## WORK REQUIRED
Can the data below be set down again exactly, line for line?
(Beginning of THE DATA)
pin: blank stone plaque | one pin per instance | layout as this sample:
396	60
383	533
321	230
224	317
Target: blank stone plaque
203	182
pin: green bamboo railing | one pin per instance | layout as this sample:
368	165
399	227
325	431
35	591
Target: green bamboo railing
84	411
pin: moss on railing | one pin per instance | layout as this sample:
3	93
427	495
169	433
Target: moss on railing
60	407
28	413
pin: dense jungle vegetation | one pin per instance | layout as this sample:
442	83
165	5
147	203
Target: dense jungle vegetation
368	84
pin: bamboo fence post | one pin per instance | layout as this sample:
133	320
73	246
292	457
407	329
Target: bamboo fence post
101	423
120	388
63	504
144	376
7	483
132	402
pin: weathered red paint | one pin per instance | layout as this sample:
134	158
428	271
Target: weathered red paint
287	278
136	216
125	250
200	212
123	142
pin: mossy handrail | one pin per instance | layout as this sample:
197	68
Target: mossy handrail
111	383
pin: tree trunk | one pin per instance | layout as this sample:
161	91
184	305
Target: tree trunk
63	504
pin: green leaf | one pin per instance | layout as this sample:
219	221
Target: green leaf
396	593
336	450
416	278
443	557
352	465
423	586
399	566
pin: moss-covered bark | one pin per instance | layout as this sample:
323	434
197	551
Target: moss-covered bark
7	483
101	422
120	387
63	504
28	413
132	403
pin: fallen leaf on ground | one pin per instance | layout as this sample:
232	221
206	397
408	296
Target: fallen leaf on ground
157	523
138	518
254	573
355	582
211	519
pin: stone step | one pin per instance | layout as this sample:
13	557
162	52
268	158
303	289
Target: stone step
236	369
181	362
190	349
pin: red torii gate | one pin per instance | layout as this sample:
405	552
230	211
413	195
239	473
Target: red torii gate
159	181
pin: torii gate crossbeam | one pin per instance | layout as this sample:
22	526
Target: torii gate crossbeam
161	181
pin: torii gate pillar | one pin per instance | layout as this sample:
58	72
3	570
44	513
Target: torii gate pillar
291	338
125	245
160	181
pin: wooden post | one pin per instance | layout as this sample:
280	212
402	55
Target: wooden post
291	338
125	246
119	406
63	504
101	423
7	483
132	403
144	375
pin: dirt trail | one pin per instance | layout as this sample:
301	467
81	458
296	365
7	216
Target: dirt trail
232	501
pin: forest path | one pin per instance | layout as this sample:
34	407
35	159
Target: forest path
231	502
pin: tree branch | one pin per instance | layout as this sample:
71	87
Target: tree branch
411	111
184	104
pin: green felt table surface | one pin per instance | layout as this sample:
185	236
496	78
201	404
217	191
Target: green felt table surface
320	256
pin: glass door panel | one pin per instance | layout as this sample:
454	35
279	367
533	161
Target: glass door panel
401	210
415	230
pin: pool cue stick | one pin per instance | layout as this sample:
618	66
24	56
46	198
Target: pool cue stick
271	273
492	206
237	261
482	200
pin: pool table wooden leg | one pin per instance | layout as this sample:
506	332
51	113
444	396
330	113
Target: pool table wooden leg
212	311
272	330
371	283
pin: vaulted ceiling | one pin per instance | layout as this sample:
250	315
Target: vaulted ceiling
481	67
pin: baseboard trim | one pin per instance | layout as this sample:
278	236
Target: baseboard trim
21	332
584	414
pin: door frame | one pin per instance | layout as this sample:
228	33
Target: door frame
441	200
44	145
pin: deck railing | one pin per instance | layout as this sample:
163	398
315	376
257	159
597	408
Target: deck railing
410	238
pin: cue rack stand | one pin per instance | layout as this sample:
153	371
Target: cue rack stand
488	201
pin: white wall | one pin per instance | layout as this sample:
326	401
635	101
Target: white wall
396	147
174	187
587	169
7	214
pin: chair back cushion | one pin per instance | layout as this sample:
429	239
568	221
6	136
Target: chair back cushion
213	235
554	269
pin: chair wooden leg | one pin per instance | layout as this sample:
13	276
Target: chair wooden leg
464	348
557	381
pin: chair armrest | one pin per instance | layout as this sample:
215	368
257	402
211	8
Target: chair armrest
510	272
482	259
(End of THE DATA)
## EXERCISE RESULT
pin: blank stone plaque | one pin per instance | layout as this sample:
396	60
383	533
321	230
224	317
Target: blank stone plaque
203	182
pin: green bamboo railing | one pin per instance | layout as this sample:
368	165
399	227
325	431
35	591
Target: green bamboo railing
84	411
pin: moss on railing | one pin per instance | layout as this sample:
3	93
427	495
169	433
Target: moss on railing
60	407
28	413
pin: dense jungle vegetation | one pin per instance | layout as this sample:
442	83
165	5
147	203
Target: dense jungle vegetation
368	84
pin: bamboo fence post | one pin per instance | layout as this sample:
133	320
73	246
292	457
407	329
Target: bamboo fence post
101	423
120	388
63	504
144	376
7	483
132	402
pin: weathered red paint | one pin per instance | layout as this sample:
134	158
428	271
Target: weathered red paint
287	278
136	216
125	250
200	212
123	142
pin: mossy handrail | one pin per instance | layout as this sample:
197	68
Target: mossy handrail
111	383
pin: tree trunk | one pin per instance | layout as this sample:
161	91
184	305
Target: tree trunk
63	504
pin: green leaf | one pin per instance | layout as this sample:
219	221
Target: green leaf
396	593
336	450
416	278
443	557
352	465
423	586
399	566
pin: moss-covered bark | one pin per instance | layout as this sample:
323	434
197	551
Target: moss-covered bark
7	483
101	422
120	387
63	504
28	413
132	403
pin: fallen leaf on ground | one pin per instance | layout as this sample:
232	221
206	397
408	296
Target: fallen leaf on ground
157	523
138	518
254	573
355	582
211	519
pin: stone step | one pin per instance | layout as this sample:
13	557
162	52
268	158
303	289
Target: stone step
236	369
181	362
190	349
pin: red torii gate | one pin per instance | layout as this sample:
405	552
230	211
413	195
239	473
Target: red torii gate
159	181
pin: torii gate crossbeam | one pin per instance | layout as this sample:
22	526
Target: torii gate crossbeam
161	181
pin: torii gate pillar | one pin per instance | layout as this sample:
58	72
3	570
44	513
Target: torii gate pillar
291	338
125	245
160	181
pin: wooden post | one pin per instance | layout as this sample:
280	212
402	55
Target: wooden post
291	338
125	246
119	406
63	504
101	423
7	483
132	403
144	375
pin: dirt trail | one pin per instance | layout as this sample:
301	467
81	458
296	365
7	216
Target: dirt trail
232	501
pin: forest path | one pin per instance | layout as this sample:
34	407
35	159
Target: forest path
231	502
pin: tree branch | one pin per instance | layout as this sample:
71	87
Target: tree branch
411	111
184	104
pin: green felt table surface | one pin per instance | layout as this sample:
185	236
496	78
201	404
217	191
Target: green felt table surface
320	256
pin: glass door panel | one pin per instance | layout as this sample:
454	35
279	367
533	161
Target: glass door panel
401	210
415	230
pin: pool cue stick | one pin per instance | layout as this sample:
618	66
24	56
46	198
Target: pool cue stick
271	273
492	206
237	261
482	200
pin: pool table wooden leg | one pin per instance | layout as this sample:
506	332
51	113
444	396
330	113
Target: pool table wooden leg
212	311
272	330
371	283
pin: vaulted ceiling | one pin per instance | layout as this sample:
250	315
Target: vaulted ceiling
481	67
pin: baseboard trim | one pin per instance | layout as this sample:
278	236
Target: baseboard trim
21	332
584	414
pin: door frame | one pin per instance | layout as this sample:
228	33
Target: door frame
441	200
44	145
pin: deck railing | one pin per instance | layout as this sample:
163	398
315	376
257	159
597	408
Target: deck railing
410	238
pin: cue rack stand | one pin per instance | layout as this sample:
153	371
Target: cue rack stand
488	201
pin: white wall | one pin per instance | layout as this sample:
326	401
635	101
Target: white wall
396	147
174	187
587	169
7	214
pin: chair back cushion | one pin per instance | layout as this sample:
429	239
568	221
6	136
Target: chair back cushion
213	235
554	269
pin: chair wooden leg | one pin per instance | layout as this sample:
13	276
Target: chair wooden leg
464	348
557	381
pin: chair armrest | one pin per instance | layout as this sample:
215	368
257	402
211	8
Target: chair armrest
510	272
482	259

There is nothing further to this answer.